Every record must be copied exactly.
Data listing below:
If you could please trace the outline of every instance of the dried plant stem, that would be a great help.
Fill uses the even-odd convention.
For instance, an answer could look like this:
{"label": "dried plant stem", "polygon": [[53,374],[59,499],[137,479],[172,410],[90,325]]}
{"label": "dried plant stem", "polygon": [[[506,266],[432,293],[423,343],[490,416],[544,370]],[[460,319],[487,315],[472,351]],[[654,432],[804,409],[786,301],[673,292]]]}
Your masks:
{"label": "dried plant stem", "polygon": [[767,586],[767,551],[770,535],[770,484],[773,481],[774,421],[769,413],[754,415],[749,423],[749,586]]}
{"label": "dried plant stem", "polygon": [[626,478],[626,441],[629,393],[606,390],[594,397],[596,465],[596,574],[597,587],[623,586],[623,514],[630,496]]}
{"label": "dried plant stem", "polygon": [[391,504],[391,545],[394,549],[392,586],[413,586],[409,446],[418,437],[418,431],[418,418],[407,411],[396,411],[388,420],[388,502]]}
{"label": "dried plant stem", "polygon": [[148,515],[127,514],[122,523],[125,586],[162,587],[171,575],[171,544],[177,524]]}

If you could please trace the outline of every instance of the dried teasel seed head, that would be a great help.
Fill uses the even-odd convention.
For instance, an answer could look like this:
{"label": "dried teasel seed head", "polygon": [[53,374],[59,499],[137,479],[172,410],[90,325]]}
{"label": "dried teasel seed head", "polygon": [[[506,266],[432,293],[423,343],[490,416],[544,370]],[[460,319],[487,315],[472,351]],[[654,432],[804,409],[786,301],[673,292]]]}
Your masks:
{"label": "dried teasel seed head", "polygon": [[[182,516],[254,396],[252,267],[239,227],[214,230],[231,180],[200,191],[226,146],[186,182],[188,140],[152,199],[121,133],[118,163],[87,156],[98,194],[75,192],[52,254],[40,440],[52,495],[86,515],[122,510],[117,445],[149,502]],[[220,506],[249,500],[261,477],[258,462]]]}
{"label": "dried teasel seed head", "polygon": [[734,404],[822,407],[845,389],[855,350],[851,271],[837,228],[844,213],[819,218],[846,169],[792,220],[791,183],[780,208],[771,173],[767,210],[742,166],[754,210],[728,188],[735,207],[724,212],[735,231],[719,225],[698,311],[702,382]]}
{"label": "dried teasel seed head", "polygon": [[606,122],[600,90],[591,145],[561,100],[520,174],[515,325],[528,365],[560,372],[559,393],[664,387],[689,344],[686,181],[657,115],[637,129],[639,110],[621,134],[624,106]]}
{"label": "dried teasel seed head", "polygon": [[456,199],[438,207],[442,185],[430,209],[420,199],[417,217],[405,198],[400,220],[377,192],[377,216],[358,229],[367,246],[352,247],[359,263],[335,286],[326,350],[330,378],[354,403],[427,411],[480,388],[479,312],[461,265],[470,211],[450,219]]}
End of Data listing.
● Problem solution
If you could please trace the outline of every instance of the dried plant stem, that would be a great help.
Fill uses the even-odd convention.
For instance, an answer could look like this:
{"label": "dried plant stem", "polygon": [[53,374],[59,499],[137,479],[172,410],[90,325]]}
{"label": "dried plant stem", "polygon": [[[506,266],[432,293],[423,343],[490,416],[544,370]],[[460,319],[487,315],[472,351]],[[654,432],[804,409],[786,301],[673,292]]]}
Your masks:
{"label": "dried plant stem", "polygon": [[767,586],[767,551],[770,535],[770,484],[773,481],[774,421],[769,413],[754,415],[749,423],[749,586]]}
{"label": "dried plant stem", "polygon": [[626,478],[626,441],[629,393],[606,390],[594,397],[596,465],[596,574],[597,587],[623,586],[623,514],[630,496]]}
{"label": "dried plant stem", "polygon": [[391,504],[391,545],[394,549],[392,586],[413,586],[409,446],[418,437],[418,431],[418,418],[407,411],[396,411],[388,420],[388,502]]}
{"label": "dried plant stem", "polygon": [[148,515],[127,514],[122,523],[125,586],[162,587],[171,575],[171,544],[177,524]]}

If you could please trace the outline of every instance of the dried teasel seed head, that would be a great help.
Fill uses the even-odd convention.
For instance, an answer could look like this:
{"label": "dried teasel seed head", "polygon": [[53,374],[59,499],[137,479],[172,410],[90,325]]}
{"label": "dried teasel seed head", "polygon": [[[506,266],[432,293],[423,343],[490,416],[544,370]],[[460,319],[487,315],[472,351]],[[654,432],[804,409],[786,301],[673,292]]]}
Your masks:
{"label": "dried teasel seed head", "polygon": [[[182,516],[254,396],[252,267],[239,227],[214,230],[231,180],[200,191],[226,146],[186,182],[188,140],[152,199],[121,133],[118,163],[87,156],[98,194],[75,192],[52,254],[40,440],[52,495],[86,515],[122,510],[117,445],[149,502]],[[220,506],[249,500],[261,477],[258,462]]]}
{"label": "dried teasel seed head", "polygon": [[734,404],[822,407],[845,389],[855,350],[851,271],[837,228],[844,213],[819,218],[846,169],[792,220],[791,183],[780,208],[771,173],[767,210],[742,166],[754,210],[728,188],[735,207],[724,212],[735,231],[719,225],[698,311],[702,382]]}
{"label": "dried teasel seed head", "polygon": [[606,122],[600,90],[591,145],[561,100],[520,174],[515,325],[528,365],[560,372],[559,393],[664,387],[689,344],[686,181],[657,115],[637,129],[639,110],[621,134],[624,106]]}
{"label": "dried teasel seed head", "polygon": [[456,199],[438,207],[442,185],[430,209],[420,199],[417,217],[405,198],[400,220],[377,192],[377,216],[358,229],[367,246],[352,247],[359,263],[335,286],[326,350],[330,378],[354,403],[427,411],[480,388],[479,312],[461,265],[470,211],[450,219]]}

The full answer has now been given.